■ **GIVEN EXERCISE**:
Each line below should be quoted exactly, please.

■ **EXERCISE DATA**:

+--

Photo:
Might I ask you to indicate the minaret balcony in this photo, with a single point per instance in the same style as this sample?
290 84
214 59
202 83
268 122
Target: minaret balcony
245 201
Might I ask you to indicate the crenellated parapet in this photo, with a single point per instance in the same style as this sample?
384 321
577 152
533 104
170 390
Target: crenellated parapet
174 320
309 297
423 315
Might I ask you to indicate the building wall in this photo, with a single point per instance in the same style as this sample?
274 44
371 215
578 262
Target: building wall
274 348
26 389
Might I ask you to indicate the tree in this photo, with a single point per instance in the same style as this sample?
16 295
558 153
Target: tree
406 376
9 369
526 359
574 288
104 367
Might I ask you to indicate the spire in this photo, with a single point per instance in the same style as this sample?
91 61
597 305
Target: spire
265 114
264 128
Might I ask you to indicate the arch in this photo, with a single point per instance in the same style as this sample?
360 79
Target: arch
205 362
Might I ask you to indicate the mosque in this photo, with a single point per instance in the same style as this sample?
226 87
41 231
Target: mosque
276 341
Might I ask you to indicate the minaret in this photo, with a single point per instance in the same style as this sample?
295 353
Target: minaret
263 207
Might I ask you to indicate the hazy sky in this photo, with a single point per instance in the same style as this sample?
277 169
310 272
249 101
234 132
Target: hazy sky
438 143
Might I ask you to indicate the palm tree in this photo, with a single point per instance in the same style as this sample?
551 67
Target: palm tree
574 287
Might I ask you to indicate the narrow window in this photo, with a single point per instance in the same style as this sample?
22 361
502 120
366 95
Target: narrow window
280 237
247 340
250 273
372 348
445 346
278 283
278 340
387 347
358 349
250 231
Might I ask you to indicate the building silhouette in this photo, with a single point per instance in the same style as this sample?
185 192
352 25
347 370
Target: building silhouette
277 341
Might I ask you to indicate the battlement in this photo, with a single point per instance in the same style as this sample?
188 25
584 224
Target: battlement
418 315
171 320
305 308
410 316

+--

■ **RESPONSE TO THIS TASK**:
Photo:
Might I ask you to indicate the minaret balcony in this photo, with a single point per instance in the same style as this sample?
290 84
214 59
202 83
268 122
Target: minaret balcony
245 201
Might I ask you to indicate the crenellated parapet in this photo, with a single point per instance in the same style as this sample?
384 321
577 152
533 104
170 390
Target: crenellated parapet
174 320
309 297
423 315
Might I ask you to indicate the building wall in this photo, with a single point per instance in the same style as this sample?
274 44
371 215
578 262
Target: building wall
274 348
26 389
Might I ask you to indicate the tree in this photo, with a single point per instance in the same style as this sample?
16 295
558 153
Target: tree
406 376
9 369
526 359
574 288
104 367
Might I ask you to indicate the spire in this photo, with a single point per instance in the same style as this sample?
91 61
597 305
Target: spire
265 114
264 128
Might I ask you to indicate the arch in this photo, with a single point per instance in the same style as this sample?
360 79
Target: arch
205 362
Might I ask you to indicate the mosque in this photo, with a single point per instance in the same style as this sample?
226 87
41 231
Target: mosque
276 341
Might I ask you to indicate the minaret in this photo, with a single point per instance in the same style as this sample?
295 353
Target: minaret
263 207
Might I ask you to indicate the hazy sky in this photo, with a single point per instance in the same style as this sample?
277 169
310 272
249 101
234 132
Target: hazy sky
438 143
Might I ask you to indicate the palm tree in this photo, with a single point per instance in the same style as this sample?
551 67
Target: palm tree
574 287
Might I ask you to indicate the narrow window in this photo, with a single point per instance in the same style as this sample?
22 361
502 120
366 95
Target: narrow window
280 237
247 340
250 273
372 348
445 346
278 283
278 340
387 347
358 349
250 231
Might I ask you to indicate the building silhouette in this photo, with a single point per instance in the same style as this sample?
185 192
352 25
347 370
Target: building silhouette
277 341
Might I ask you to indicate the battlement in this photo, with a single point per instance in the same style as this sample?
188 25
584 224
Target: battlement
418 315
171 320
305 308
410 316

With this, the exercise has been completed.